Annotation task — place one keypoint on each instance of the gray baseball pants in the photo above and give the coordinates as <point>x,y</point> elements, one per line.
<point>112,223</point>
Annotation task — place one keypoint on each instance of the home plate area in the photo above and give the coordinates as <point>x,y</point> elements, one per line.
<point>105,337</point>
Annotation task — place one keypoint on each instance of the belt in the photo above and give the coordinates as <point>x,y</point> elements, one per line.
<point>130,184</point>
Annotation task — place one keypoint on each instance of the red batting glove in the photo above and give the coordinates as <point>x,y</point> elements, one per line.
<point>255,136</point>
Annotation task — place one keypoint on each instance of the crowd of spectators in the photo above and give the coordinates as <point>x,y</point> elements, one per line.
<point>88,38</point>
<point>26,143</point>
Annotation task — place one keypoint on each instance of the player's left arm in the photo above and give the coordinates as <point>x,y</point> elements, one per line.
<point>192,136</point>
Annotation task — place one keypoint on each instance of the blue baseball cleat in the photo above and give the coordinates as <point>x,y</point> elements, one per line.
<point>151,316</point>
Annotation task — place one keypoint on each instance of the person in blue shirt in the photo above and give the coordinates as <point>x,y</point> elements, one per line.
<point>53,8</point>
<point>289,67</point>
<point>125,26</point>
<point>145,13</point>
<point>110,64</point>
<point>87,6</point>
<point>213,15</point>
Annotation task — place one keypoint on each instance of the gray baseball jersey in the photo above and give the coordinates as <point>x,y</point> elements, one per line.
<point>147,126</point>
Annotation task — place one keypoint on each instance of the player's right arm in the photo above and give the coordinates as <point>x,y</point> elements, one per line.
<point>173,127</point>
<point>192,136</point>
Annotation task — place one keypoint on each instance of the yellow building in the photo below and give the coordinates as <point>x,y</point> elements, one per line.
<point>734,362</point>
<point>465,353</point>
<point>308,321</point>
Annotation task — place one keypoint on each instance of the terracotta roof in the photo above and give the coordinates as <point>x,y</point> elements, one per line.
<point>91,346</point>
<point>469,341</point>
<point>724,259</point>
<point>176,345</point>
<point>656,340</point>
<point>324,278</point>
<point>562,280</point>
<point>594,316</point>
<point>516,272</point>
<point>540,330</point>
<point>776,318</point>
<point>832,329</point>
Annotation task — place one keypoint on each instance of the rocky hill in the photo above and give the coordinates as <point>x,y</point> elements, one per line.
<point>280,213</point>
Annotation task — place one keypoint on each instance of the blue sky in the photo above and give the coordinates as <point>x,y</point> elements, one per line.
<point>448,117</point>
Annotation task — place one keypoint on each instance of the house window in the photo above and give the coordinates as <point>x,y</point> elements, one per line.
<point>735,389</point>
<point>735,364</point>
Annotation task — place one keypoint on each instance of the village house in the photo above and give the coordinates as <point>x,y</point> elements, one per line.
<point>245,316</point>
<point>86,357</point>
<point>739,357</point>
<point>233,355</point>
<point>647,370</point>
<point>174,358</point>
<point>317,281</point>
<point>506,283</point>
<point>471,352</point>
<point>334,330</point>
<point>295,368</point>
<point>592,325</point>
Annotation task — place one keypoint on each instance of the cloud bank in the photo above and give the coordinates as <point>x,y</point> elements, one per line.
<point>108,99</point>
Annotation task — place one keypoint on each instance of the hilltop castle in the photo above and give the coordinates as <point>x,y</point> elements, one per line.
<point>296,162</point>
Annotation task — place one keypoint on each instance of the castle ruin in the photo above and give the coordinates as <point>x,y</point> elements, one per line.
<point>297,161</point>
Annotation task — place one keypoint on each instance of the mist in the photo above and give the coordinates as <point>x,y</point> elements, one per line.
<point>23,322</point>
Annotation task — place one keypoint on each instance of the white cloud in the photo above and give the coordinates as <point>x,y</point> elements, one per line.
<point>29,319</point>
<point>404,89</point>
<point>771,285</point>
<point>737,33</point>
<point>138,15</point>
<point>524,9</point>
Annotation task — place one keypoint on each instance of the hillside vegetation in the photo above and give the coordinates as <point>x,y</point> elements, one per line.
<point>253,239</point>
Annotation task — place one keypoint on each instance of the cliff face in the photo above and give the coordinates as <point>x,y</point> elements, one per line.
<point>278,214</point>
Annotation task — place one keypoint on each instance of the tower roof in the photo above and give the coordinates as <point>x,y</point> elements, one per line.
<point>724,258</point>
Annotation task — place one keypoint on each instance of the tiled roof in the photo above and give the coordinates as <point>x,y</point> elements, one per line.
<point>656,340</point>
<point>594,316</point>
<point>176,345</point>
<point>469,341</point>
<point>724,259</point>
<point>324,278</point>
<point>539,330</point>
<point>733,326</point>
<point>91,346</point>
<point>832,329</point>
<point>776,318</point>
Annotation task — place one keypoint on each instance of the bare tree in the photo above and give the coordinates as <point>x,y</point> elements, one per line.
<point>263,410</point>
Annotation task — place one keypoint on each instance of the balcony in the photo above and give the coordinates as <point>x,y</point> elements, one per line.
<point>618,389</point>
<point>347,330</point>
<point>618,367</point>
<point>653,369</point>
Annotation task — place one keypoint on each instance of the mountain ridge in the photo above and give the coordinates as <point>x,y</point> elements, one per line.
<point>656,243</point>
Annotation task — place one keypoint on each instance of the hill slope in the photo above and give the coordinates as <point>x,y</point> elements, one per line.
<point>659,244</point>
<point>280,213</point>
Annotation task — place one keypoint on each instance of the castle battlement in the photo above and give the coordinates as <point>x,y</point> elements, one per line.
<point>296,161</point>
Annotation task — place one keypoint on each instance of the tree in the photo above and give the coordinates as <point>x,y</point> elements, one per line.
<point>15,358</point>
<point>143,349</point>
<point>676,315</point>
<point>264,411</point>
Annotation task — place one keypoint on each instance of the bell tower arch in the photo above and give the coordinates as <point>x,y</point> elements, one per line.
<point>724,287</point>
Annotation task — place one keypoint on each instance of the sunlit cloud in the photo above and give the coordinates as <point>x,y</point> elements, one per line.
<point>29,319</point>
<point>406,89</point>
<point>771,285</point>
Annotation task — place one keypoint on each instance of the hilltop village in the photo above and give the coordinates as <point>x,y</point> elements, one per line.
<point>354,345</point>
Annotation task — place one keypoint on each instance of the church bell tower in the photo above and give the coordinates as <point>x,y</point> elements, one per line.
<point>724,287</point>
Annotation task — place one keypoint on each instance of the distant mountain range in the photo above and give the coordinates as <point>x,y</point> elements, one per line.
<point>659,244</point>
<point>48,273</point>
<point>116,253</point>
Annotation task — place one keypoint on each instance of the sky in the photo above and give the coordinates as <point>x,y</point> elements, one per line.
------------------------
### What to produce
Write every record out again, unaltered.

### Response below
Annotation task — place one keypoint on each instance of the gray baseball pants in the photo above and give the coordinates as <point>x,y</point> elements, one per line.
<point>112,223</point>
Annotation task — place one keypoint on each instance of the home plate area in the photo above and give the coordinates as <point>x,y</point> elements, one per line.
<point>105,337</point>
Annotation task — place one keypoint on each instance of the belt in the photo above and give the coordinates as <point>x,y</point> elements, one per line.
<point>130,184</point>
Annotation task — place one keypoint on each instance of the red batting glove in the photo above and give the coordinates as <point>x,y</point> elements, one per line.
<point>255,136</point>
Annotation task — place one keypoint on each instance of the crowd of spectators in the photo above and give the coordinates as <point>x,y</point> elements, one per line.
<point>88,38</point>
<point>26,143</point>
Annotation task — place one keypoint on each instance of the player's left arm in the photo above and give the coordinates as <point>x,y</point> elements, one per line.
<point>192,136</point>
Annotation task — place one keypoint on each instance of the blue baseball cleat in the photo above and give the coordinates as <point>x,y</point> elements, one per line.
<point>151,316</point>
Annotation task — place one keypoint on each instance of the person in blue shirt in the photo above and give the coordinates as <point>x,y</point> elements, one per line.
<point>53,8</point>
<point>289,67</point>
<point>125,26</point>
<point>145,13</point>
<point>110,64</point>
<point>87,6</point>
<point>213,15</point>
Annotation task — place one keypoint on each instance of the gray baseball jersey in the photo above and give the coordinates as <point>x,y</point> elements, one per line.
<point>147,126</point>
Annotation task — place one keypoint on each instance of the player's right arm in the photo above and give the coordinates as <point>x,y</point> elements, one per line.
<point>173,127</point>
<point>192,136</point>
Annotation task — place one keypoint on each instance of the yellow building in the photo below and give the coordinates as <point>x,y</point> elements, one per line.
<point>734,362</point>
<point>465,353</point>
<point>308,321</point>
Annotation task — place one keypoint on each instance of the terracotta roof in the photo above and give the coordinates as <point>x,y</point> elements, one per line.
<point>91,346</point>
<point>469,341</point>
<point>724,259</point>
<point>176,345</point>
<point>656,340</point>
<point>324,278</point>
<point>562,280</point>
<point>594,316</point>
<point>516,272</point>
<point>540,330</point>
<point>776,318</point>
<point>832,329</point>
Annotation task — place one keypoint on each instance of the rocky hill in the photo above and give the coordinates as <point>x,y</point> elements, one per line.
<point>280,213</point>
Annotation task — place one keypoint on each instance of the blue sky in the photo above and give the coordinates as <point>x,y</point> elements, one per line.
<point>448,117</point>
Annotation task — place one keypoint on each instance of the house window in the photo above and give the coordinates as <point>x,y</point> elements, one per line.
<point>735,389</point>
<point>735,364</point>
Annotation task — place one keypoint on each instance of the village house in the photo above and give the coordinates as <point>x,y</point> elements, one per line.
<point>245,316</point>
<point>86,357</point>
<point>739,357</point>
<point>233,355</point>
<point>647,370</point>
<point>174,358</point>
<point>317,281</point>
<point>506,283</point>
<point>471,352</point>
<point>334,330</point>
<point>295,368</point>
<point>592,325</point>
Annotation task — place one keypoint on each instance of the cloud bank in the photo above and give the coordinates as <point>x,y</point> elements, one per line.
<point>108,99</point>
Annotation task — place one keypoint on each instance of the hilltop castle in the photo above and give the coordinates as <point>x,y</point> elements, one per line.
<point>296,162</point>
Annotation task — place one keypoint on each instance of the castle ruin in the photo above and give the coordinates as <point>x,y</point> elements, one per line.
<point>297,161</point>
Annotation task — place one keypoint on each instance of the mist in the photo above and give the coordinates as <point>x,y</point> elements, one per line.
<point>23,322</point>
Annotation task — place one keypoint on each instance of the white cloud in the photo above and give the coordinates as <point>x,y</point> elements, one per line.
<point>29,319</point>
<point>404,89</point>
<point>771,285</point>
<point>737,33</point>
<point>138,15</point>
<point>524,9</point>
Annotation task — place one keypoint on each instance of the hillside vegetation in the photo above and give the coordinates as <point>x,y</point> elements, one per line.
<point>253,239</point>
Annotation task — place one keypoint on each instance of the cliff face in the photo above and give the coordinates as <point>x,y</point> elements, one per line.
<point>278,214</point>
Annotation task — place one keypoint on each instance of the tower roof in the photo above and give the coordinates as <point>x,y</point> elements, one per line.
<point>724,258</point>
Annotation task — place one keypoint on each instance of the tiled roof in the photo above and give the coordinates as <point>x,y</point> elements, one per line.
<point>656,340</point>
<point>594,316</point>
<point>176,345</point>
<point>469,341</point>
<point>724,259</point>
<point>324,278</point>
<point>539,330</point>
<point>733,326</point>
<point>91,346</point>
<point>832,329</point>
<point>776,318</point>
Annotation task — place one keypoint on each instance of the bare tree in the photo above and give the coordinates as <point>x,y</point> elements, one per line.
<point>263,410</point>
Annotation task — place one keypoint on each instance of the balcony in the photo above and give the coordinates as <point>x,y</point> elements, one per line.
<point>618,389</point>
<point>347,330</point>
<point>618,367</point>
<point>653,369</point>
Annotation task — place one keypoint on each instance of the mountain ridge in the photo above and give the coordinates as <point>x,y</point> elements, one per line.
<point>656,243</point>
Annotation task — place one keypoint on each instance of the hill slope in the photo above and give the coordinates as <point>x,y</point> elements, one per line.
<point>659,244</point>
<point>280,213</point>
Annotation task — place one keypoint on each instance of the castle battlement in the photo above and give the coordinates as <point>x,y</point> elements, one per line.
<point>296,161</point>
Annotation task — place one keypoint on each instance of the tree in the photo above and give the coordinates as <point>x,y</point> elements, one per line.
<point>15,358</point>
<point>143,349</point>
<point>676,315</point>
<point>264,411</point>
Annotation task — place one keypoint on each instance of the bell tower arch in the photo above and give the coordinates as <point>x,y</point> elements, one per line.
<point>724,287</point>
Annotation task — place one keypoint on each instance of the sunlit cloud in the photo above and give the coordinates as <point>x,y</point> elements, one per line.
<point>29,319</point>
<point>406,89</point>
<point>771,285</point>
Annotation task — place one keypoint on each instance of the hilltop village in the photo above and give the coordinates as <point>x,y</point> elements, one per line.
<point>354,345</point>
Annotation task — place one keypoint on each instance of the church bell tower in the photo above and give the coordinates as <point>x,y</point> elements, one per line.
<point>724,287</point>
Annotation task — place one keypoint on each instance of the distant mountain range in the photo above and give the coordinates as <point>x,y</point> elements, one per line.
<point>659,244</point>
<point>48,273</point>
<point>116,253</point>
Annotation task — place one keypoint on each instance of the sky in the photo above and give the coordinates as <point>x,y</point> elements, one per line.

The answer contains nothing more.